Written By:
Simon Louisson - Date published:
11:26 am, September 13th, 2018 - 17 comments
Categories: business, capitalism, economy, Economy, employment, farming -
Tags: fair pay, fonterra
Fonterra’s $196 million loss for the June year – the first loss in the co-op’s 17-year history and a staggering reversal of last year’s $745m profit – failed to seriously dent the remuneration of its former CEO Theo Spierings.
Spierings has retained the same out-sized $8m-plus remuneration he was paid last year, raising questions not just of greed but whether bonuses actually work.
The question is: what does it take for CEOs to lose their bonus? Why is it that all risk lies with the shareholders? Why does poor performance by a company not result in CEO and top management bonuses being clawed back? And why do employment protection laws apply to those on enormous salaries so despite espousing the ideology of taking risk, it doesn’t apply to them.
Instead, what we see is that these enormous bonuses continuing to be paid despite regular abysmal performance.
Many of the KPIs that earn CEOs bonuses are just the normal things CEOs should be expected to do excellently.
Spierings’ pay last year led to calls to reign in levels of chief executive remuneration and caused angst amongst many of Fonterra’s farmer-investors.
Almost $4.2m of what he received in 2018 related to bonuses, albeit some that were earned in the previous year. But it included a short-term bonus of $979,702 (versus $1.18m in 2017). Under Fonterra’s pay scheme he could have earned up to $1.48m worth of short-term incentives.

* [INSTRUCTIONS]
1/ Return the part of the post about Fonterra's loss between "The question is: what" and "of Fonterra’s farmer-investors.", inclusive, word for word.
2/ According to the post about Fonterra's loss, how much did Spierings receive as a short-term bonus in 2018?
Rely only on the post about Fonterra's loss.

* [INFORMATION PROVIDED]
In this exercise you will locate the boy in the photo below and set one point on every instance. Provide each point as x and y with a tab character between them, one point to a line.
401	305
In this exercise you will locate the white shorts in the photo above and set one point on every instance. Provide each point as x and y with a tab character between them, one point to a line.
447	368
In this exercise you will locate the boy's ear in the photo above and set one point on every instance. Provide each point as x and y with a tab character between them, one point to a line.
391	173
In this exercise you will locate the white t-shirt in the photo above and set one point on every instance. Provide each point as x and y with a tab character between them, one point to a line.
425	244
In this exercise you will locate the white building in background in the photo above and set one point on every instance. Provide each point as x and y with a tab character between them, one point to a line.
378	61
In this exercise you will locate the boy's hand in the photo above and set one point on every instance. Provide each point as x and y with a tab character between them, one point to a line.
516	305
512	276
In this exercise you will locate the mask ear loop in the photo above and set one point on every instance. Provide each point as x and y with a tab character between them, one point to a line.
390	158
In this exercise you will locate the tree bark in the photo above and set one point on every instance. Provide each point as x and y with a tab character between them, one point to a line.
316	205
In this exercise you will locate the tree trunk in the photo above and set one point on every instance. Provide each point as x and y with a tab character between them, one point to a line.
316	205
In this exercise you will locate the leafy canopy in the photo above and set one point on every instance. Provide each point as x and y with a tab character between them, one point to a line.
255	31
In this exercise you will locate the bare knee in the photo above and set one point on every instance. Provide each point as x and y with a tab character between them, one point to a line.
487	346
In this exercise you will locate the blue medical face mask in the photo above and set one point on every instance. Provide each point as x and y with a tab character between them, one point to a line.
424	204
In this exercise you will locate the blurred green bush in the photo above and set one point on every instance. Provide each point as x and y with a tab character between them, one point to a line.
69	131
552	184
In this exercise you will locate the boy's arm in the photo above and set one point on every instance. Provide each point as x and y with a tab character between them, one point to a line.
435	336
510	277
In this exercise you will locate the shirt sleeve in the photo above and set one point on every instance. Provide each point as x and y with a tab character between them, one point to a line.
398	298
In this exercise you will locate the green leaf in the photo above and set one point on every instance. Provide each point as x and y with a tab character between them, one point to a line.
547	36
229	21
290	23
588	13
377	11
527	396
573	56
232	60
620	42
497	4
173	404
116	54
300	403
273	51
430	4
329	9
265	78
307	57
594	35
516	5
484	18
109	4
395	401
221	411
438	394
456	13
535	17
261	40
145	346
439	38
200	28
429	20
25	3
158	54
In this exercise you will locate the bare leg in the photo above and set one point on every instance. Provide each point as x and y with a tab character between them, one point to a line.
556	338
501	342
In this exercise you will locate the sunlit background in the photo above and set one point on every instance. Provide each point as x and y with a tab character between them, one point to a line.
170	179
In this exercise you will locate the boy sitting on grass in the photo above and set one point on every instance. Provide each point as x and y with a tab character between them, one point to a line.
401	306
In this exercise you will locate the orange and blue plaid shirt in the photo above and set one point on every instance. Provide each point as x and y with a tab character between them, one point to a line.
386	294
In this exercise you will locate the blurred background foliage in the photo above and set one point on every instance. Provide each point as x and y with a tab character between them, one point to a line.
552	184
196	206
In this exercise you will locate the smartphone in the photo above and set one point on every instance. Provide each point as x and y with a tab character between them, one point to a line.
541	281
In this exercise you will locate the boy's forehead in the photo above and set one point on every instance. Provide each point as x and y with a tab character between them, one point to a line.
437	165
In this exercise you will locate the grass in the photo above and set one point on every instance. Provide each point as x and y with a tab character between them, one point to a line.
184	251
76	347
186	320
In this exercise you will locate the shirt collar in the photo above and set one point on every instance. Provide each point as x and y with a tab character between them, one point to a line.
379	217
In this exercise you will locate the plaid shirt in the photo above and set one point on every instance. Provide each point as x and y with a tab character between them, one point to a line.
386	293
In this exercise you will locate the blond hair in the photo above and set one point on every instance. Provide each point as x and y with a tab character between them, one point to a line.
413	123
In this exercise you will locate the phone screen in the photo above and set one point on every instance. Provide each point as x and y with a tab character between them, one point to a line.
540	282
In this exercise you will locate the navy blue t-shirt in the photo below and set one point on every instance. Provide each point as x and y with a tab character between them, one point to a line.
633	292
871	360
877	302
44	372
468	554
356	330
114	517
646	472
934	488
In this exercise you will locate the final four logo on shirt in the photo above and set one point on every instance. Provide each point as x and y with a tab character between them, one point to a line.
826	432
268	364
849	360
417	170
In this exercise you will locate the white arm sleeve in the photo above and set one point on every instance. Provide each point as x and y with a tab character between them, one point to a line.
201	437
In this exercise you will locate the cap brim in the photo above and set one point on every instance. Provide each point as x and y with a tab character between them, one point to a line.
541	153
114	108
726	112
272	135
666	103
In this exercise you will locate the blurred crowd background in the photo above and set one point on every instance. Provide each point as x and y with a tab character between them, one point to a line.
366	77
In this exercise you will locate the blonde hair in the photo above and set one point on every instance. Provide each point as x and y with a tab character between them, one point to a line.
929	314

* [ANSWERS BY TASK]
1/
The question is: what does it take for CEOs to lose their bonus? Why is it that all risk lies with the shareholders? Why does poor performance by a company not result in CEO and top management bonuses being clawed back? And why do employment protection laws apply to those on enormous salaries so despite espousing the ideology of taking risk, it doesn’t apply to them.
Instead, what we see is that these enormous bonuses continuing to be paid despite regular abysmal performance.
Many of the KPIs that earn CEOs bonuses are just the normal things CEOs should be expected to do excellently.
Spierings’ pay last year led to calls to reign in levels of chief executive remuneration and caused angst amongst many of Fonterra’s farmer-investors.

2/ $979,702